[Opening SOURCE PASSAGE section]

An Engaging Activity
By this time, we’re all more awake. I try to start with an engaging activity like a science experiment or a history mystery.
Then, the kids will probably go outside for some “recess” if the weather is nice.
I really want my kids to learn Spanish and I don’t speak Spanish fluently. I’ve been using Duolingo to learn Spanish and the kids have started using that also. While I’m getting lunch ready, they might sit down and do their daily Spanish lessons.
Sometimes it seems like our days revolve around food. Meal times do provide a structure and rhythm to our days. Lunch is not anything fancy, though. Ree Drummond, I am not. As you can see in this photo, lunch is usually a sandwich. I might add chips and fruit if I’m really feeling ambitious.
My son is using Beast Academy online for math this year. Sometimes we might play a math game instead. We love to use board and card games in our homeschool. Games are more fun than worksheets and it adds variety to the day.
One thing I insist on is some reading every day. I let the kids pick what they want to read because I want them to enjoy it. Now that my daughter is in middle school, I do have books that I think she should read, so I let her pick from a stack of those. They often choose to read on their own at bedtime or other times when they’re looking for something to do.

[Closing SOURCE PASSAGE section]

* WORK REQUEST
Continue the account of a homeschool day, picking up after its closing sentence about the kids reading at bedtime.

[Opening ENTRIES PROVIDED section]

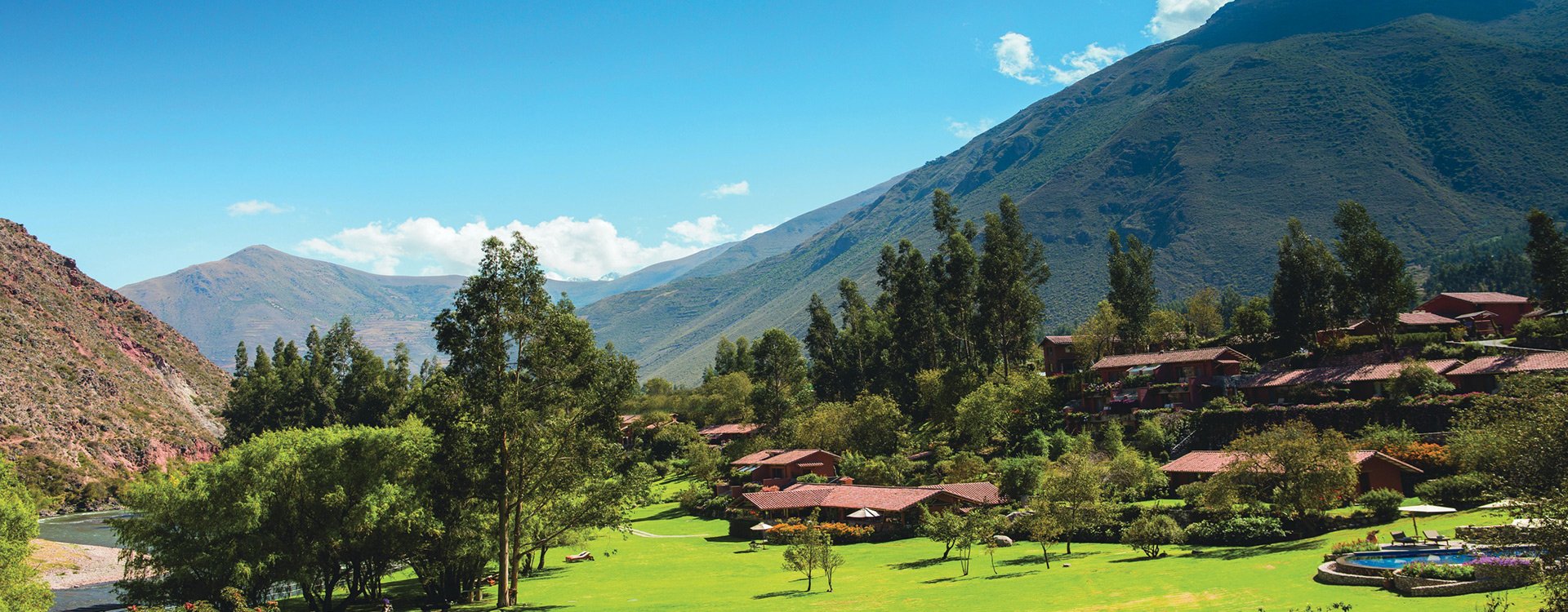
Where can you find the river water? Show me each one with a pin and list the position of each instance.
(82, 530)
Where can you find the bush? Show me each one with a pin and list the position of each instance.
(1242, 531)
(1153, 531)
(1438, 572)
(1353, 547)
(1383, 503)
(1459, 490)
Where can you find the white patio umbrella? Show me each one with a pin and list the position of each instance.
(1423, 509)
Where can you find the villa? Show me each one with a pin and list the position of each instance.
(1164, 379)
(1377, 468)
(1363, 382)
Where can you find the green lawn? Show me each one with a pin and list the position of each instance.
(714, 572)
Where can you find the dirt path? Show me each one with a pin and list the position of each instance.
(76, 565)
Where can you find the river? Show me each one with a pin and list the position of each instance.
(82, 530)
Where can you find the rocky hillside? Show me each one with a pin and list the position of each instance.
(90, 382)
(1443, 116)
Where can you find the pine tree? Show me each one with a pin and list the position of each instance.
(1009, 306)
(1303, 290)
(1375, 284)
(1548, 252)
(1133, 290)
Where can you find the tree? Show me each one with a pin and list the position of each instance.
(20, 589)
(328, 509)
(1043, 525)
(1203, 313)
(1097, 337)
(1305, 286)
(1133, 293)
(1009, 307)
(1252, 320)
(1375, 286)
(780, 373)
(1548, 252)
(1075, 490)
(956, 271)
(1293, 467)
(822, 344)
(545, 398)
(1152, 531)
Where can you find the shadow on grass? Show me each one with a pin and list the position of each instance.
(1256, 552)
(789, 593)
(664, 516)
(920, 564)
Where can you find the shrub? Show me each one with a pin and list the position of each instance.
(1242, 531)
(1438, 572)
(1383, 503)
(1455, 490)
(1153, 531)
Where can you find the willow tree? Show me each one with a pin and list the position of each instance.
(537, 387)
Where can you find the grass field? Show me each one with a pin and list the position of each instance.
(702, 569)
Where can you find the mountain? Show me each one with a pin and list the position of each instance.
(1441, 116)
(259, 293)
(90, 382)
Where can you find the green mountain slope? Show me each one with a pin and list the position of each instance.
(1445, 118)
(261, 293)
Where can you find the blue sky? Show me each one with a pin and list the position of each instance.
(141, 138)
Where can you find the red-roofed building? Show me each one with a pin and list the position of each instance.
(1504, 310)
(1058, 357)
(1482, 373)
(1363, 382)
(782, 467)
(728, 432)
(1377, 470)
(1162, 379)
(836, 501)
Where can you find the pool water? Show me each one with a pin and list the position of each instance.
(1445, 556)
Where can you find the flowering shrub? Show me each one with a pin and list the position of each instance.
(1440, 572)
(1353, 547)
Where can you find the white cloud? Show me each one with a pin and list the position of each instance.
(1078, 64)
(567, 248)
(1175, 18)
(1017, 58)
(742, 188)
(710, 230)
(256, 207)
(968, 131)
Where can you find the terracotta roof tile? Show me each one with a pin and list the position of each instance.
(1147, 359)
(1338, 375)
(1529, 362)
(1487, 298)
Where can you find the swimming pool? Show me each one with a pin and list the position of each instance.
(1446, 556)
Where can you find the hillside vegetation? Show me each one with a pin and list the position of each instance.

[Closing ENTRIES PROVIDED section]

* EXPECTED ANSWER
Most days my daughter does some writing (she loves to write) or she might do an exercise from The Giggly Guide to Grammar. My son might do copy work, dictation, or another language arts exercise.
Chores and Pet Care
Then, it’s time for chores and pet care. Each child has one assigned chore each day and they have to care for their own pets. Sometimes nagging is involved, but it’s become such a part of the routine now, that they know they have to do it and don’t complain most days.
After that, the kids are free to pursue whatever interests or hobbies they want. Sometimes they choose to play video games. They might also decide to play outside, work on an art or Lego project, or play with a friend.
Before the pandemic, they participated in some sports and other activities (scouts, music lessons, etc.) but we’ve put those on hold for now. For now, we’ve been enjoying the down time and the coziness of more time together at home as a family.
Not Every Day is a Typical Homeschool Day
So, that’s a “typical” day in our homeschool. Not every day is like that, of course. In fact, the term “typical” doesn’t really fit any of our days because there is a lot of variation. No two days are exactly alike.
Some days we do more, some days we do less. Some days we go on field trips or play educational games together for most of the day.
I know that there are families that thrive on routine and order. That’s not us. We need a certain amount of routine, but not too much. We often mix up the order of subjects based on our moods or what else we have planned that day.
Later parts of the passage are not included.